**TASK BRIEF**
Please recast the records below as a Markdown table with two columns, Row and Text: Row holds a running line number and Text holds that line, with blank lines skipped. Leave the pictures out of the table.

[Pointing records]
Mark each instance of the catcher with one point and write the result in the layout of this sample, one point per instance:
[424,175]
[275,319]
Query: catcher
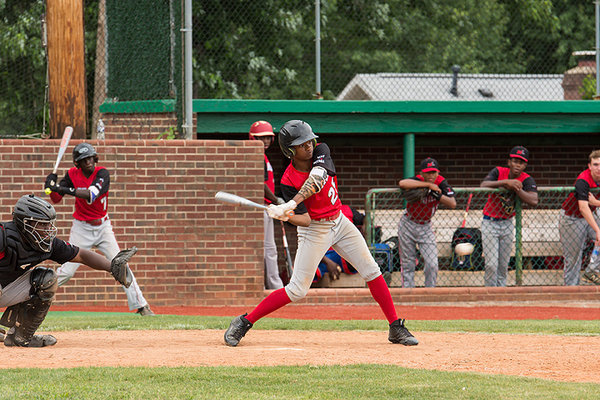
[27,291]
[423,194]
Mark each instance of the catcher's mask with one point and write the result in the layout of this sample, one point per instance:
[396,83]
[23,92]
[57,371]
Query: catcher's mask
[35,219]
[83,151]
[294,133]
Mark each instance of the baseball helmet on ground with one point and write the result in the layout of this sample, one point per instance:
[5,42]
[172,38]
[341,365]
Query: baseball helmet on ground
[82,151]
[261,128]
[35,219]
[294,133]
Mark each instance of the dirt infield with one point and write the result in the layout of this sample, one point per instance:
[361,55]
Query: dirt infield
[560,358]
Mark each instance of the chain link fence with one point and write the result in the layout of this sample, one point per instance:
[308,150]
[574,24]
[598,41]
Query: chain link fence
[530,245]
[376,50]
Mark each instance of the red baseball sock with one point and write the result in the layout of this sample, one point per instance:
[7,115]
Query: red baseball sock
[272,302]
[381,294]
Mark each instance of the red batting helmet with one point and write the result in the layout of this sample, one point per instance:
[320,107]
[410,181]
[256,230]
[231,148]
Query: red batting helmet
[261,128]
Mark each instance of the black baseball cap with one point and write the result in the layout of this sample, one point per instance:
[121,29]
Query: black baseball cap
[430,164]
[520,152]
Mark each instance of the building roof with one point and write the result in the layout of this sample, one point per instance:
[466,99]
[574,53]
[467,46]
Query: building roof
[471,87]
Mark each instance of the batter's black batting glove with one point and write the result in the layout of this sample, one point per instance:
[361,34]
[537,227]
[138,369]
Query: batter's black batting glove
[50,181]
[62,190]
[435,195]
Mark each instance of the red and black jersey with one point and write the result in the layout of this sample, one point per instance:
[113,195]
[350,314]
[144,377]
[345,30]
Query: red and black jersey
[501,205]
[583,184]
[324,204]
[97,183]
[16,257]
[269,178]
[423,211]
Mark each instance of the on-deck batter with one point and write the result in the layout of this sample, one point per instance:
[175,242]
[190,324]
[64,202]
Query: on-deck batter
[89,184]
[310,185]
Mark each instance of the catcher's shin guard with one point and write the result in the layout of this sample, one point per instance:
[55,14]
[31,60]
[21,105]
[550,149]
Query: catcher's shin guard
[26,317]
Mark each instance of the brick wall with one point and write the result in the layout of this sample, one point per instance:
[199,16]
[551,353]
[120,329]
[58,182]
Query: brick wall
[192,251]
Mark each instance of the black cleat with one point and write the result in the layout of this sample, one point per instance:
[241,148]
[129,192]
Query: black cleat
[237,330]
[399,334]
[592,276]
[36,341]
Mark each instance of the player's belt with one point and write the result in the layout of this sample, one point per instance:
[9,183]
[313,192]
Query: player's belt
[97,222]
[495,219]
[330,218]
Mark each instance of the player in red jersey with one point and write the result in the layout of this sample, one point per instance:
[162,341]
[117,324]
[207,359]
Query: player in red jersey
[309,184]
[579,222]
[497,227]
[89,184]
[415,227]
[263,131]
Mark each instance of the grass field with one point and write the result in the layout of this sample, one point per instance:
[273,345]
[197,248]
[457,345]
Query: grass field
[373,381]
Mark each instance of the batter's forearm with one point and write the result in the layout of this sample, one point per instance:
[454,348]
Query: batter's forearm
[313,184]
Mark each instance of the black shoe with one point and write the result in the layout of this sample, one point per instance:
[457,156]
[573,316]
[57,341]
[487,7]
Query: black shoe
[399,334]
[592,276]
[237,330]
[145,311]
[36,341]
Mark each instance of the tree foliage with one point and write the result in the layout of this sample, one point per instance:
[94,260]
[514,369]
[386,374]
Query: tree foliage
[266,49]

**RESPONSE**
| Row | Text |
|---|---|
| 1 | Mark each instance of the catcher with one point and write the result in the layout of this sample, one point per instance: |
| 2 | [424,175] |
| 3 | [275,319] |
| 4 | Query: catcher |
| 5 | [27,291] |
| 6 | [423,194] |
| 7 | Mark each instance of the catcher's mask with one point and write the result in the layout of this sample, one point per instance: |
| 8 | [396,83] |
| 9 | [23,92] |
| 10 | [57,371] |
| 11 | Query: catcher's mask |
| 12 | [35,219] |
| 13 | [83,151] |
| 14 | [294,133] |
| 15 | Mark each instance of the baseball helmet on ground with one point and write the result in the layout of this sample, one point per instance: |
| 16 | [5,42] |
| 17 | [172,38] |
| 18 | [341,365] |
| 19 | Query: baseball helmet on ground |
| 20 | [82,151] |
| 21 | [261,128] |
| 22 | [35,219] |
| 23 | [294,133] |
| 24 | Mark each instance of the dirt infield with one point and write the result in the layout of this sample, one point per instance: |
| 25 | [361,55] |
| 26 | Query: dirt infield |
| 27 | [560,358] |
| 28 | Mark each instance of the chain link fence with one point and write the result in the layout of this sample, one point per instance: |
| 29 | [308,150] |
| 30 | [574,24] |
| 31 | [598,41] |
| 32 | Query: chain link fence |
| 33 | [530,245] |
| 34 | [376,50] |
| 35 | Mark each instance of the red baseball sock with one point and write the result in the layout of this sample, one point per instance: |
| 36 | [7,115] |
| 37 | Query: red baseball sock |
| 38 | [272,302] |
| 39 | [381,294] |
| 40 | Mark each instance of the red batting helmet with one point and write the result in the layout of this sample, one point per instance: |
| 41 | [320,107] |
| 42 | [410,181] |
| 43 | [256,230] |
| 44 | [231,148] |
| 45 | Query: red batting helmet |
| 46 | [261,128] |
| 47 | Mark each instance of the black baseball cap with one point and write the result in the layout of this sample, one point per instance: |
| 48 | [121,29] |
| 49 | Query: black baseball cap |
| 50 | [430,164] |
| 51 | [520,152] |
| 52 | Mark each instance of the building roof with one point and write the result in the layout of this sample, one point per instance: |
| 53 | [466,99] |
| 54 | [574,53] |
| 55 | [467,46] |
| 56 | Query: building roof |
| 57 | [471,87] |
| 58 | Mark each instance of the batter's black batting glove with one point and write the result in the layout of this sample, one point per instance: |
| 59 | [361,34] |
| 60 | [537,227] |
| 61 | [138,369] |
| 62 | Query: batter's black batting glove |
| 63 | [50,181] |
| 64 | [62,190] |
| 65 | [435,195] |
| 66 | Mark each instance of the red and black jersey with one point and write the result in the layout of this sample, one point per instance: |
| 67 | [113,195] |
| 68 | [350,314] |
| 69 | [144,377] |
| 70 | [345,30] |
| 71 | Query: red and black jersey |
| 72 | [501,205] |
| 73 | [583,184] |
| 74 | [324,204] |
| 75 | [97,183] |
| 76 | [16,257] |
| 77 | [269,178] |
| 78 | [423,211] |
| 79 | Mark each instance of the on-deck batter with one point and write the result in the layout of this sample, one point per instance: |
| 80 | [175,242] |
| 81 | [190,324] |
| 82 | [64,202] |
| 83 | Query: on-deck batter |
| 84 | [89,184] |
| 85 | [310,185] |
| 86 | Mark each instance of the catcher's shin guard with one point and write the result in the layout of this sample, one point per instance: |
| 87 | [55,14] |
| 88 | [31,60] |
| 89 | [21,105] |
| 90 | [550,149] |
| 91 | Query: catcher's shin guard |
| 92 | [26,317] |
| 93 | Mark each instance of the brick wall with one point and write the result in the layout of this sample, one point per instance: |
| 94 | [199,16] |
| 95 | [551,353] |
| 96 | [120,329] |
| 97 | [58,182] |
| 98 | Query: brick wall |
| 99 | [192,251] |
| 100 | Mark each instance of the black cleat with one point and write the result in the layout of this sample, one point per instance: |
| 101 | [241,148] |
| 102 | [129,192] |
| 103 | Query: black cleat |
| 104 | [237,330] |
| 105 | [399,334] |
| 106 | [592,276] |
| 107 | [36,341] |
| 108 | Mark each instance of the player's belt with one point and write the result in the layout of this sample, one point per instance: |
| 109 | [9,183] |
| 110 | [313,192] |
| 111 | Query: player's belt |
| 112 | [97,222] |
| 113 | [495,219] |
| 114 | [330,218] |
| 115 | Mark each instance of the player in red jersey with one point and write the result in the layout of this sample, one point per instance: |
| 116 | [162,341] |
| 117 | [117,324] |
| 118 | [207,359] |
| 119 | Query: player in red jersey |
| 120 | [309,184] |
| 121 | [579,222] |
| 122 | [497,227] |
| 123 | [89,184] |
| 124 | [415,227] |
| 125 | [263,131] |
| 126 | Mark each instance of the grass field with one point and write the result in the layout of this sample, one point per instance: |
| 127 | [273,345] |
| 128 | [197,248] |
| 129 | [457,345] |
| 130 | Query: grass field |
| 131 | [373,381] |
| 132 | Mark each instance of the batter's forearm with one point and write the result in the layout of this sample, one point per instance: |
| 133 | [454,348] |
| 134 | Query: batter's forearm |
| 135 | [313,184] |
| 136 | Mark each instance of the black shoe with one point and write the result in the layout of this sample, one point per instance: |
| 137 | [457,156] |
| 138 | [573,316] |
| 139 | [57,341] |
| 140 | [487,7] |
| 141 | Query: black shoe |
| 142 | [399,334] |
| 143 | [592,276] |
| 144 | [237,330] |
| 145 | [145,311] |
| 146 | [36,341] |
| 147 | Mark each instance of the tree foliage with one point and write the result in the layout of this sample, one point per instance: |
| 148 | [94,260] |
| 149 | [514,369] |
| 150 | [386,374] |
| 151 | Query: tree foliage |
| 152 | [266,49] |